### [Extract]
-*-

I'm not sure how to ask that kind of question without it being offensive. Not, "Have you got a franchise here, or something?"

Arlene said excitedly that yes, she had always wanted to interview homeless people too, to find out what in their lives had brought them there, etc.

Saturday night Bill and I went to the Red Cross fundraiser.

At 3 a.m. Sunday morning, Arlene's house burned down.

She lived way up in the foothills in a very windy area. Because of the distance to a fire station, she had no insurance on her 3-story home. She did not know she could have insured the contents. Arlene's daughter wakened to the sound of the fire. The two of them and a teenage grandson all got out safely, but the house is unliveable. She says the fire department could find no cause of the fire and suspected arson until they heard there was no insurance.

-*-

### [Data for processing]
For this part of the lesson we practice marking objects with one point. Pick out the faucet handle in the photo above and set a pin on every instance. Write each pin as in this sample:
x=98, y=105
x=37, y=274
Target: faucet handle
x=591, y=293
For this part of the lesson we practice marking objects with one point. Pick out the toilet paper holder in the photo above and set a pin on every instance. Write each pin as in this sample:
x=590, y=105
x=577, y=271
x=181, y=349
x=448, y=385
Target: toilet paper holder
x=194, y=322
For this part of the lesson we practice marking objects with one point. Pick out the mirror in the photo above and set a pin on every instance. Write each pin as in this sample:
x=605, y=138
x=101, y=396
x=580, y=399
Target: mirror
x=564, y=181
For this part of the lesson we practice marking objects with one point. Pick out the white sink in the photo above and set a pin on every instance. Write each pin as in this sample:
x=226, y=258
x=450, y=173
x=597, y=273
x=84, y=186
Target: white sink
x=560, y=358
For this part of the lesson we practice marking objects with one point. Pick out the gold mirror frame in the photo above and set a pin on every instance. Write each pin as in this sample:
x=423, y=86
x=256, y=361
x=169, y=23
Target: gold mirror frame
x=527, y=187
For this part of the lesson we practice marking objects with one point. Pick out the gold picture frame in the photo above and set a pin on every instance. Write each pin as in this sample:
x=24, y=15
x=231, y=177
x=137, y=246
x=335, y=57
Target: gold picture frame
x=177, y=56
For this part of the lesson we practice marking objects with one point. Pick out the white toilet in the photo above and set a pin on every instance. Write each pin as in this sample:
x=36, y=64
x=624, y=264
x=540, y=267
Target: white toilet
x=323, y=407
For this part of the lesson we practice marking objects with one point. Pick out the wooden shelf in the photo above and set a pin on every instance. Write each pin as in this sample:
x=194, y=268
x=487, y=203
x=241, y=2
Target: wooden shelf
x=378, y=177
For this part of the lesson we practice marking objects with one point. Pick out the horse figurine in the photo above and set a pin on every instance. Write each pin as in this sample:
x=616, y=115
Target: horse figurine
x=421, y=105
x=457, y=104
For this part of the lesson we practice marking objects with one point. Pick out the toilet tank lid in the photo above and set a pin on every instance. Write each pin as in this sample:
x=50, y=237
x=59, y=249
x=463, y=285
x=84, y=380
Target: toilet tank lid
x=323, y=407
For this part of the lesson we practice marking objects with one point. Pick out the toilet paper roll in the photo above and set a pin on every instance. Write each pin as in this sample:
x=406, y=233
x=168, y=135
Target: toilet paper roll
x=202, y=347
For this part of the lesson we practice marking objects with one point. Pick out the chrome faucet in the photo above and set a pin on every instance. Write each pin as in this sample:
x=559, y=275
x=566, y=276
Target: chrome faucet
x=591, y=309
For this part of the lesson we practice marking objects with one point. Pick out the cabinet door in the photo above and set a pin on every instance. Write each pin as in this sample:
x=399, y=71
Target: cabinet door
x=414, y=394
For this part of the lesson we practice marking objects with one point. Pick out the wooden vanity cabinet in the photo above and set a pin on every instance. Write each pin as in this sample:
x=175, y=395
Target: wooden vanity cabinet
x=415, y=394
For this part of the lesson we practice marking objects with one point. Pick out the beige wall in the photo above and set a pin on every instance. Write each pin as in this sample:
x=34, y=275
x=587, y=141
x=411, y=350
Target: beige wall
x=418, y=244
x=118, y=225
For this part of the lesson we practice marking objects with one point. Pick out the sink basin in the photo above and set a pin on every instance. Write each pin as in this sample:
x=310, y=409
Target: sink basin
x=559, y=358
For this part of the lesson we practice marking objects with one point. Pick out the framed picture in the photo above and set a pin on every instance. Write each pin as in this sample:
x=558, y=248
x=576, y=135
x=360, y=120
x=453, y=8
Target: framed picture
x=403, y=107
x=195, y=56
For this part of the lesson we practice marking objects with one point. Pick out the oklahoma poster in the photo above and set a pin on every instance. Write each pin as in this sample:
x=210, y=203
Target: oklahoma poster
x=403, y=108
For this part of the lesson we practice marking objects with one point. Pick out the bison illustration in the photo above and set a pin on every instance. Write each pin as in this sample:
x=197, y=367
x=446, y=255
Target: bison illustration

-*-

### [Things to do]
[a] Report every line of the rows that contains the string "handle", copying each such line in full. Case counts.
[b] Pick up the account of Arlene's house fire after its last sentence and continue it.

### [Responses per task]
[a]
For this part of the lesson we practice marking objects with one point. Pick out the faucet handle in the photo above and set a pin on every instance. Write each pin as in this sample:
Target: faucet handle

[b]
The Red Cross has put Arlene up at a motel for four nights. The other two have gone to stay with friends. She says there is a "log cabin" on the property that her son built a long time ago, and she wants to stay there. It has no water or electricity. The power company is coming out tomorrow to see if they can get power to it. She says she can shower at the Y. Another co-worker offered bedroom furniture, but she says there's no room for it. Not even room for a twin bed someone else offered. I'll offer to let her stay here, but it's far from her homesite, and she wants to be nearby she said.

She's 71 years old, thin as a rail, and proud. And homeless.